> [Set task]: Reproduce every line of the material below word for word.

* * *

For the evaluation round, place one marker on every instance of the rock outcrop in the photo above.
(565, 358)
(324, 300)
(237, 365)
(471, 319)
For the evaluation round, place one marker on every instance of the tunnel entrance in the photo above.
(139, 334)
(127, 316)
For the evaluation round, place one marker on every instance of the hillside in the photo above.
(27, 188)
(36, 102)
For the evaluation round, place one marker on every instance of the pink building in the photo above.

* * *

> [Solution for this task]:
For the evaluation round, place one marker on every instance of the rock outcrop in the photo above.
(565, 358)
(324, 300)
(237, 365)
(471, 319)
For the evaluation round, place one marker on every instance of the tunnel entrance in the photo above.
(139, 334)
(127, 316)
For the evaluation round, place one marker on every instance of the hillside in the photo above.
(27, 188)
(36, 102)
For the evaluation round, place one marker on every instance of the pink building in the photo above.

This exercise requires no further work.